- [Given passage]
--
SmokingPackYears.com now multi-lingual

  • 25 January 2010

A UK GP has created a multi-language version of his website which offers a smoking pack years calculator for clinicians and patients.

Dr Nigel Masters, a GP in Buckinghamshire, said his Smoking Pack Years site receives 6,000 visitors a month from more than 60 countries worldwide. He hopes to extend its use further by offering the site in different languages.

With the help of friend and patients the site has now been translated into Italian, Spanish, Polish, French and Swiss German.

Dr Masters added: “Hopefully this will make it much easier for clinicians and patients in those countries to use it.”

The site enables users to enter a value for each of the types of tobacco smoked and the period of years over which the quantity entered was smoked to come up with a smoking pack years value.

Dr Masters told EHI Primary Care that he first wrote the tool together with Catherine Tutt, a respiratory nurse, because he wanted the information for his own patients but had no easy means of calculating it.

He added: “I get irritated by a lot of the calculators which are given to us and haven’t been tested in primary care and I felt that it was important clinically to have a single figure of cumulative dose so I decided to make my own. I would say that after blood pressure and weight it is the most important figure to record to individualise disease prediction.”

Together with Masters, a respiratory nurse, Dr Masters developed the tool and when it was shown to colleagues demand for it increased which is why he decided to put in on the web.

In his own practice, Dr Masters said a smoking pack year figure has been calculated for all patients and helped to identify more patients with chronic obstructive pulmonary disease.
--
- [Dataset entries]
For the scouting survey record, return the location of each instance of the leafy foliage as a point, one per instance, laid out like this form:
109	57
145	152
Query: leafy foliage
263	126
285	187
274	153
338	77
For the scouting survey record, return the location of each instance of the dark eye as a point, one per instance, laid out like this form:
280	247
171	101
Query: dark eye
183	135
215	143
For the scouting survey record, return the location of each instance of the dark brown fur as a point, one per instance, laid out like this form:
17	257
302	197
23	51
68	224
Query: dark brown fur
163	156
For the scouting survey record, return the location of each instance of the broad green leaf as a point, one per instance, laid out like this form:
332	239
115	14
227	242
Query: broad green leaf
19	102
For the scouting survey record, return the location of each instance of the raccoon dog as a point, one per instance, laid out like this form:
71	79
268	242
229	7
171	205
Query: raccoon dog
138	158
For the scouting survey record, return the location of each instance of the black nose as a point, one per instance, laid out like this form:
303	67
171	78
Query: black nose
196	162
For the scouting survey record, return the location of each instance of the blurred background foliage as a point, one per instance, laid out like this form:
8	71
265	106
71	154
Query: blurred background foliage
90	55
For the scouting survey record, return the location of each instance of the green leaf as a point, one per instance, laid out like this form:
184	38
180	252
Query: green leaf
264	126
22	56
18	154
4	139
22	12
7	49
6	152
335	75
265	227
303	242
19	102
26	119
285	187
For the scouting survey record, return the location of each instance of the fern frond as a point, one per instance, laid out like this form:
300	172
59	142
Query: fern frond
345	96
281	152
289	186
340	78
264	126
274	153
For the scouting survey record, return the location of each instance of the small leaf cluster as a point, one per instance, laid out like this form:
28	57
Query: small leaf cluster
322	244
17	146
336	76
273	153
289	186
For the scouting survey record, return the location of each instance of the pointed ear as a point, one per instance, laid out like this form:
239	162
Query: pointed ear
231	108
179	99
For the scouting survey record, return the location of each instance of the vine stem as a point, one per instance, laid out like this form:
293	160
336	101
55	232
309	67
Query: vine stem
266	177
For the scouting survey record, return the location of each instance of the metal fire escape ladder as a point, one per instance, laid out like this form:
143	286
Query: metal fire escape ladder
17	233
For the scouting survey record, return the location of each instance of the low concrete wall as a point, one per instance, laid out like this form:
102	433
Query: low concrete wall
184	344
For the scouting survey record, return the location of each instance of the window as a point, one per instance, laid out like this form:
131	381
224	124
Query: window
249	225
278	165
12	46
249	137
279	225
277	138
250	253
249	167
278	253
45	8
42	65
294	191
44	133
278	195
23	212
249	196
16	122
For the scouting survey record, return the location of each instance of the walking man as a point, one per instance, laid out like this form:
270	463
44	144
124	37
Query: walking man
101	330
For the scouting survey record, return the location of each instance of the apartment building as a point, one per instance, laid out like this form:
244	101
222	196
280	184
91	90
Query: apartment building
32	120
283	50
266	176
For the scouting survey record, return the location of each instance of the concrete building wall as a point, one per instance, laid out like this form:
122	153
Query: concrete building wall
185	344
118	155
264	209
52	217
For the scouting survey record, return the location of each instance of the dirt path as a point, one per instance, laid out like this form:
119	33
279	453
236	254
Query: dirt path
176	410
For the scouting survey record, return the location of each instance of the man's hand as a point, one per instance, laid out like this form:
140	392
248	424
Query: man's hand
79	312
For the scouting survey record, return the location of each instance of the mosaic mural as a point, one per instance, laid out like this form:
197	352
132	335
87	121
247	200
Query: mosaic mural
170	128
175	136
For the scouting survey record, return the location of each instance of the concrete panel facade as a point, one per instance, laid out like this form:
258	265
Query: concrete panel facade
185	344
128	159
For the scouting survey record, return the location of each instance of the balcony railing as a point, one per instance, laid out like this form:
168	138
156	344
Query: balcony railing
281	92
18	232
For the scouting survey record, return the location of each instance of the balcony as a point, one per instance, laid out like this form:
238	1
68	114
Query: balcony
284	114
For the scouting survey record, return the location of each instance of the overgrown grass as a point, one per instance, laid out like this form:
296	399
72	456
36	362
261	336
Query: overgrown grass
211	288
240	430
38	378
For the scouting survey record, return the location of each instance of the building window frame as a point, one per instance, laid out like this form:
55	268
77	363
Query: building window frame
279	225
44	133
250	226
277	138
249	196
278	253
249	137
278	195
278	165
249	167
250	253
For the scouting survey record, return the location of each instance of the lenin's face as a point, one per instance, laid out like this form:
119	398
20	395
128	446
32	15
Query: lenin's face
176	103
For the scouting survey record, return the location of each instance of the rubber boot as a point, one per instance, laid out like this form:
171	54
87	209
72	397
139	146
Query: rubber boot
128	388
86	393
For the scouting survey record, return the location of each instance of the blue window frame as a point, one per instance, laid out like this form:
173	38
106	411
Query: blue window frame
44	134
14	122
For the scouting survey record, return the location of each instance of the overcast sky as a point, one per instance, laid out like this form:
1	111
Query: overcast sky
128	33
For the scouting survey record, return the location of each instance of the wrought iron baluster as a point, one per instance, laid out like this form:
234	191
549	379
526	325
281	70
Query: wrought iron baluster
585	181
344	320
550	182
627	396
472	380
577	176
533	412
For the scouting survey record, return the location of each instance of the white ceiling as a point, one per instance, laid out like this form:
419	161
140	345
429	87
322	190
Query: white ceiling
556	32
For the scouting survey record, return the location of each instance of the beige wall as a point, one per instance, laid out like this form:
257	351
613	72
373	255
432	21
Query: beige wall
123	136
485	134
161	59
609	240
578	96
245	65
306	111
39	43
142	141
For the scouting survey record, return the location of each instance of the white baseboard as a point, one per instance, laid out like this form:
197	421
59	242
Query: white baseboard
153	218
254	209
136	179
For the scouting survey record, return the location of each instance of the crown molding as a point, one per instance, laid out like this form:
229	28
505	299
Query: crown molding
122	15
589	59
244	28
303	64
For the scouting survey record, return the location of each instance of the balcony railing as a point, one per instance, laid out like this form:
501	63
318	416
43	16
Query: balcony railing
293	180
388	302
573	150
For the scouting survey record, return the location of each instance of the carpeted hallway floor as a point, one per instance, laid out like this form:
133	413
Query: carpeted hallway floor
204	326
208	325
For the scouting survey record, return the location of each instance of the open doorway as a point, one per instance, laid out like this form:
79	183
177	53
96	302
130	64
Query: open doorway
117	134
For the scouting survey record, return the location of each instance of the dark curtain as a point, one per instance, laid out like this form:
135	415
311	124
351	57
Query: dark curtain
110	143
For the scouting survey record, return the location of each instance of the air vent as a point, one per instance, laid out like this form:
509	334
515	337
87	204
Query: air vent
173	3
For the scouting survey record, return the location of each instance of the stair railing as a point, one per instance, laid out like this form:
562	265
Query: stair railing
--
- [Your task] Write the next part of the article about the SmokingPackYears.com calculator, picking up after its final sentence. The items that come after the article were taken from a different source.

- [Response area]
Dr Masters said the number of pack years has to be added to GP systems as free text to the summary although he hopes GP IT suppliers will incorporate it in their systems in future.

He added: “We are happy for people to use it free of charge. What we want to see is standardisation across the health service.”

Dr Masters has also won awards for his pioneering work on adding simple clinical indications to prescriptions for the elderly. In his own practice simple safety messages about the purpose of the drug and adverse drug and allergy reactions are added to the pharmacist’s label and the patient’s repeat prescription to aid understanding by patients and act as a quick reminder for GPs.

Dr Masters has showcased the work on another website but told EHI Primary Care he is still waiting for a computerised version to be available.

He added: “It means patients know what their medicine is for and as GPs can quickly see why we have prescribed something. At the moment everything is done manually but it is my vision that it will be computerised.”